* _WHAT YOU ARE ASKED TO DO_: Every line of the entries below that mentions "dark" is to be copied out.

* _DATA EXTRACTS_:
━━━━━━

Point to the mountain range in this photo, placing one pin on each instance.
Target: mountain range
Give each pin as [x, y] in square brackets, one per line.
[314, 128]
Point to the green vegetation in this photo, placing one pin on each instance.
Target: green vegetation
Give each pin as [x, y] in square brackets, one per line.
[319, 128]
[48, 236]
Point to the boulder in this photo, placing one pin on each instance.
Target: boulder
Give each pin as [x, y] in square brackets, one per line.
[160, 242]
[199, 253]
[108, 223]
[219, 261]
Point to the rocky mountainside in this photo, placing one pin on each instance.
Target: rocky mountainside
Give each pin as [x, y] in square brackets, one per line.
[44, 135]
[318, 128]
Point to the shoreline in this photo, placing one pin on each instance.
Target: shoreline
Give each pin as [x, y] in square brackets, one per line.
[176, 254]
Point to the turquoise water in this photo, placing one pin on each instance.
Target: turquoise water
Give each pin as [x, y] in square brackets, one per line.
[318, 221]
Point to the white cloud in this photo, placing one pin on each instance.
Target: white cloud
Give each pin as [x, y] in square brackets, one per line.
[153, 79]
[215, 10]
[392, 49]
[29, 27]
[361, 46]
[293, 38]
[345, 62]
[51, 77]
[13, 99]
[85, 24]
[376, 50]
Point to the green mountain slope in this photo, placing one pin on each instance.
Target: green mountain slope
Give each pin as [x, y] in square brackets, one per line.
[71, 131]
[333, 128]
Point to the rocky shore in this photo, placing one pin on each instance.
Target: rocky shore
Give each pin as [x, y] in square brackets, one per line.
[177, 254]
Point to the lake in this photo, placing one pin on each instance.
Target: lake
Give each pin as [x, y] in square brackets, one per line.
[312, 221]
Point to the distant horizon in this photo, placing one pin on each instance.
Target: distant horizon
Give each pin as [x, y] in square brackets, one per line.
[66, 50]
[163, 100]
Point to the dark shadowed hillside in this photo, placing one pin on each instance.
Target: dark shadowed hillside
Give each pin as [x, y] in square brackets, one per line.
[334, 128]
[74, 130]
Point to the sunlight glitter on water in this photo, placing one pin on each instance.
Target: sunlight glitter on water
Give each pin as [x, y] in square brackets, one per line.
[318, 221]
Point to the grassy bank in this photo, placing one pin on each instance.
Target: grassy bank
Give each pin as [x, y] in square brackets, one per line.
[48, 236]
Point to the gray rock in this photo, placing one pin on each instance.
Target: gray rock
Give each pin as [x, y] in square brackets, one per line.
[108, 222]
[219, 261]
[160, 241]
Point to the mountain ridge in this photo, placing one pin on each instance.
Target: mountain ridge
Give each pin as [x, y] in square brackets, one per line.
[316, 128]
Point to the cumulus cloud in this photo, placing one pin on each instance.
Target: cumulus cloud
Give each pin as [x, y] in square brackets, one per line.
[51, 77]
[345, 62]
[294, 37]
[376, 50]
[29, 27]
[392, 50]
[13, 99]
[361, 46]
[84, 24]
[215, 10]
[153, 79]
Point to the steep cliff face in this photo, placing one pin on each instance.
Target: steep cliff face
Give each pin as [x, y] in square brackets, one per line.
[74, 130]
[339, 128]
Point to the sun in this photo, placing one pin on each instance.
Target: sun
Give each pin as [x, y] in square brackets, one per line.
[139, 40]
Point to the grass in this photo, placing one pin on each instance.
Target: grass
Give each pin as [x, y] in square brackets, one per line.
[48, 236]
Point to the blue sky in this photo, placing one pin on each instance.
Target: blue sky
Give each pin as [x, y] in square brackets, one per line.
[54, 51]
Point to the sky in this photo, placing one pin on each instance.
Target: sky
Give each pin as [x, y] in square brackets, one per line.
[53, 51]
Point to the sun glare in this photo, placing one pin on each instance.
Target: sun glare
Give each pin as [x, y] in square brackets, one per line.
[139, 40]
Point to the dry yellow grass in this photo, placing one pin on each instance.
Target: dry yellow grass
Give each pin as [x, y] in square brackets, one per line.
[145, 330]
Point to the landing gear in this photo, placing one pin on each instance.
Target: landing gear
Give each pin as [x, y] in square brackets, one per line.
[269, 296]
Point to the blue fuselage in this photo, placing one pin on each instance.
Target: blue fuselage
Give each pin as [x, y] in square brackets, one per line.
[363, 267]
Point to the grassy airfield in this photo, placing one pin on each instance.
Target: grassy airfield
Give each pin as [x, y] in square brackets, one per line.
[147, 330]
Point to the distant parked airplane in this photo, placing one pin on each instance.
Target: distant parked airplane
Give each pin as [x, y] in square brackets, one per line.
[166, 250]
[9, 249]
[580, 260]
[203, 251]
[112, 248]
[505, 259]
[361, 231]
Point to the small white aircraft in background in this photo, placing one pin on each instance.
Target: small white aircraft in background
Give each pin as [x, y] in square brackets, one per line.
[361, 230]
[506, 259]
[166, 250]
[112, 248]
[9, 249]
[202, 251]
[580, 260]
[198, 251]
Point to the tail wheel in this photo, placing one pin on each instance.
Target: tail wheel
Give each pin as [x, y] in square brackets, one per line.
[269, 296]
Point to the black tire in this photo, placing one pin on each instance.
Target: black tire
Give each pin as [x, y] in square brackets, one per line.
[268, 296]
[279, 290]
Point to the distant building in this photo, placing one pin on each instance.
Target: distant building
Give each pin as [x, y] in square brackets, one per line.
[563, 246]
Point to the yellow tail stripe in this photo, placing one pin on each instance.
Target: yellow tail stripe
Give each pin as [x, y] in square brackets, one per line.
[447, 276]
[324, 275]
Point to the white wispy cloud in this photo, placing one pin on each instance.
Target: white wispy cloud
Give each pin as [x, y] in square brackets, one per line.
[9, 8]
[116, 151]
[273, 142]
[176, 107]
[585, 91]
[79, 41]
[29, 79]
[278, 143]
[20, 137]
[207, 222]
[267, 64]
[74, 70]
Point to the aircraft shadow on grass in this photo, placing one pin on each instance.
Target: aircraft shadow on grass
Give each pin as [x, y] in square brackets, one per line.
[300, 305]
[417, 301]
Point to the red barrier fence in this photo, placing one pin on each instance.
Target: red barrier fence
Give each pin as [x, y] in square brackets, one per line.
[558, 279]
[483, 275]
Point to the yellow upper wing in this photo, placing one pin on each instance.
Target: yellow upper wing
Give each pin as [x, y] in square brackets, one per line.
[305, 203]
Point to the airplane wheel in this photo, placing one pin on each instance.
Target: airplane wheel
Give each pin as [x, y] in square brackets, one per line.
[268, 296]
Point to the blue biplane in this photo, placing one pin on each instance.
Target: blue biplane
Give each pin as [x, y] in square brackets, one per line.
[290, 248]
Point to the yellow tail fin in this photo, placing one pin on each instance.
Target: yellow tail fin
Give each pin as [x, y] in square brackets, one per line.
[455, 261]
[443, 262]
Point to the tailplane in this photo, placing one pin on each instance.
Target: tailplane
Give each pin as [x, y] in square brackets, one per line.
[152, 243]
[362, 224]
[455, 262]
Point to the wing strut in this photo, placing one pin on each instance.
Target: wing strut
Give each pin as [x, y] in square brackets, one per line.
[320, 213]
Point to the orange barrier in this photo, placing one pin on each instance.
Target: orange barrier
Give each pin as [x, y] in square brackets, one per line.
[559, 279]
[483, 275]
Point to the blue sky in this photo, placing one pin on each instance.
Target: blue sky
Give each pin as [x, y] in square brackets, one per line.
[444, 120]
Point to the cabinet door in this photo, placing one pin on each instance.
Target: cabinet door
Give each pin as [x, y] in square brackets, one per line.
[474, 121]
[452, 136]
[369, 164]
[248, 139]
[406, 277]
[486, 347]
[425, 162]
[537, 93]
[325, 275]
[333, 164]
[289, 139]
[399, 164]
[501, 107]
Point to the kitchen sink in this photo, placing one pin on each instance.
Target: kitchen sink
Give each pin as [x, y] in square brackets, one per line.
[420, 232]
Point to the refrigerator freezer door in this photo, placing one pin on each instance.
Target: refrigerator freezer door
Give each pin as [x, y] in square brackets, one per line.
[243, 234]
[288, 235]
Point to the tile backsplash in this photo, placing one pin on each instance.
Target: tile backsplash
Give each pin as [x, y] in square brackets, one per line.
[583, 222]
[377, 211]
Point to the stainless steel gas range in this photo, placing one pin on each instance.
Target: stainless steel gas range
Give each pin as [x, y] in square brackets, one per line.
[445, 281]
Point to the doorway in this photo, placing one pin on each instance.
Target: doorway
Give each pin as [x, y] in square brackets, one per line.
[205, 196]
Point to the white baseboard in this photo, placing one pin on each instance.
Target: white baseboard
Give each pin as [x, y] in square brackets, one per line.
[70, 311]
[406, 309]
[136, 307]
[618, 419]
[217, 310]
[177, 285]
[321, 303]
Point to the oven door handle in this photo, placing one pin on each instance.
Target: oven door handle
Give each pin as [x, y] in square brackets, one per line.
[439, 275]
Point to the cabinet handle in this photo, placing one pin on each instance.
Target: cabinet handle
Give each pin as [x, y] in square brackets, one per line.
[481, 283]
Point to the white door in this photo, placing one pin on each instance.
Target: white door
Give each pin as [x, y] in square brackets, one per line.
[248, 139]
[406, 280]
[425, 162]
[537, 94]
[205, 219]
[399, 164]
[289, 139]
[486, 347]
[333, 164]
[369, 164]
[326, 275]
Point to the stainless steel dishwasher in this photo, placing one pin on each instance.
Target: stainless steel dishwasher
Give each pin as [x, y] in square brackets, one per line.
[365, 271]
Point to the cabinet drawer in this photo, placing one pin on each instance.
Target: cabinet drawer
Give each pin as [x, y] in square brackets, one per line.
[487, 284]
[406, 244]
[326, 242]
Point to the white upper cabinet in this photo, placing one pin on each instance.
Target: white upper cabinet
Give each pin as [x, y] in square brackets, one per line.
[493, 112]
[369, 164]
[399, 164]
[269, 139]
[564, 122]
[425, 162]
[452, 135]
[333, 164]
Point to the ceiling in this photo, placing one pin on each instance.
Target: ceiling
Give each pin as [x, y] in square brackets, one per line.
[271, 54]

━━━━━━

* _SOLUTION_:
Point to the dark shadowed hillside in this photo, placing one pin on each instance.
Target: dark shadowed hillside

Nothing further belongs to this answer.